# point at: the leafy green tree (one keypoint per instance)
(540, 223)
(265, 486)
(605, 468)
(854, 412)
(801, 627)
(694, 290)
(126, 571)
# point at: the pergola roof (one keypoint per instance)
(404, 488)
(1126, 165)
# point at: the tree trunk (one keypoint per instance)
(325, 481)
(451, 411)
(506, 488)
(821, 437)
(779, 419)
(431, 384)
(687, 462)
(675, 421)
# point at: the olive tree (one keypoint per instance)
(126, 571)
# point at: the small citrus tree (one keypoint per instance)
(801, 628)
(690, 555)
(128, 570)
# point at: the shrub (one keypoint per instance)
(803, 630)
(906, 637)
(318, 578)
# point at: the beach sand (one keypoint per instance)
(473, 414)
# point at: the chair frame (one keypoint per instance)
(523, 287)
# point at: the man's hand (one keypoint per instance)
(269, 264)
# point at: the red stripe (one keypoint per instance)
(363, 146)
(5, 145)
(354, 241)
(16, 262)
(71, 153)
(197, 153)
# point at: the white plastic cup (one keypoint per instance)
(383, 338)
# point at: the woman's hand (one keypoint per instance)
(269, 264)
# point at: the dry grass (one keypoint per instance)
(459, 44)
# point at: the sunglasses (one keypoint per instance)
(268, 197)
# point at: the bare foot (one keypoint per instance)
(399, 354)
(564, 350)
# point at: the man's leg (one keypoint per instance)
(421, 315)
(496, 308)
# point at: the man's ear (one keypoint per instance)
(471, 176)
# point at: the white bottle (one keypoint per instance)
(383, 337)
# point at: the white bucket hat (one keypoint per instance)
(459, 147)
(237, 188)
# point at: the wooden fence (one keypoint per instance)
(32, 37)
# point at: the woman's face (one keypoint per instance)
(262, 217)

* Task instructions
Without dropping a single line, output the records above exactly.

* Exercise solution
# point at: the leafy green tree (one keypoint per instance)
(540, 223)
(265, 486)
(605, 468)
(854, 412)
(801, 627)
(694, 290)
(126, 571)
# point at: the pergola roof (one keypoint per instance)
(404, 488)
(1126, 165)
# point at: the tree trunk (one keypoint per instance)
(325, 481)
(451, 411)
(506, 488)
(821, 437)
(779, 419)
(431, 384)
(687, 462)
(675, 421)
# point at: the olive tree (one keypoint per instance)
(126, 571)
# point at: the small citrus tree (one keypoint per instance)
(801, 628)
(690, 555)
(128, 570)
# point at: the shrub (one keypoint per instance)
(803, 630)
(906, 637)
(318, 578)
# point at: the beach sand (one keypoint per instance)
(473, 414)
# point at: the chair frame (one keypoint per instance)
(523, 287)
# point at: the man's hand (one keypoint per instance)
(269, 264)
# point at: the red stripe (one keypoint per instance)
(363, 146)
(5, 145)
(354, 241)
(16, 262)
(71, 153)
(197, 153)
# point at: the white plastic cup (one keypoint per instance)
(383, 338)
# point at: the woman's hand (one keypoint per instance)
(269, 264)
# point at: the dry grass (one keypoint per instance)
(459, 44)
# point at: the sunglasses (one keypoint per instance)
(268, 197)
# point at: the bare foot (one keypoint per instance)
(399, 354)
(564, 350)
# point at: the man's leg (one keypoint per instance)
(421, 315)
(496, 308)
# point at: the man's ear (one keypoint per instance)
(471, 176)
# point at: the white bottle (one keypoint per instance)
(383, 337)
# point at: the white bucket hat (one keypoint per instance)
(459, 147)
(237, 188)
# point at: the wooden fence (one keypoint per instance)
(32, 37)
# point at: the woman's face (one keypoint per instance)
(262, 217)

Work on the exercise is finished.